§ Problem to work on: Copy each of the following lines again without changing any character.

§ Data shown:

** Begin **

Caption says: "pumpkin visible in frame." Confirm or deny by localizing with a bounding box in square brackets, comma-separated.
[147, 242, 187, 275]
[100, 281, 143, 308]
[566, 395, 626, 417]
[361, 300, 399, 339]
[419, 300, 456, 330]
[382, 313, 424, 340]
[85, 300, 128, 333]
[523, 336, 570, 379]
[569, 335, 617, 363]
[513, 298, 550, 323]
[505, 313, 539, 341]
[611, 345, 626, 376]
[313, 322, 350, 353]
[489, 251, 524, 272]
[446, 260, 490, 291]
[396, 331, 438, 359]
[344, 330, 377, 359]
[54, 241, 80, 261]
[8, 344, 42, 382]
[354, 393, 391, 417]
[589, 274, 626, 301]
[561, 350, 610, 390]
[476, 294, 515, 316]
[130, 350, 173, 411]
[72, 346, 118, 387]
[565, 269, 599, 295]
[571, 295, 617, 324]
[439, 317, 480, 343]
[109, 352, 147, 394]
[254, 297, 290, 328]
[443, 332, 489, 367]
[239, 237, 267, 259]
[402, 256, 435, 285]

** End **

§ Result of the task:
Caption says: "pumpkin visible in frame." Confirm or deny by localizing with a bounding box in square brackets, comma-separated.
[147, 242, 187, 275]
[100, 281, 143, 308]
[566, 395, 626, 417]
[361, 300, 399, 339]
[419, 300, 456, 330]
[382, 313, 424, 340]
[85, 300, 128, 333]
[523, 336, 570, 379]
[569, 335, 617, 363]
[513, 298, 550, 323]
[505, 313, 539, 341]
[611, 345, 626, 376]
[313, 322, 350, 353]
[489, 251, 524, 272]
[446, 260, 490, 291]
[396, 331, 438, 359]
[344, 330, 377, 359]
[54, 241, 80, 261]
[8, 344, 42, 382]
[354, 393, 391, 417]
[589, 274, 626, 301]
[561, 350, 610, 390]
[476, 294, 515, 316]
[130, 350, 173, 411]
[72, 346, 118, 387]
[565, 269, 599, 295]
[571, 295, 617, 324]
[439, 317, 480, 343]
[109, 352, 147, 394]
[254, 297, 290, 328]
[443, 332, 489, 367]
[239, 237, 267, 259]
[402, 256, 435, 285]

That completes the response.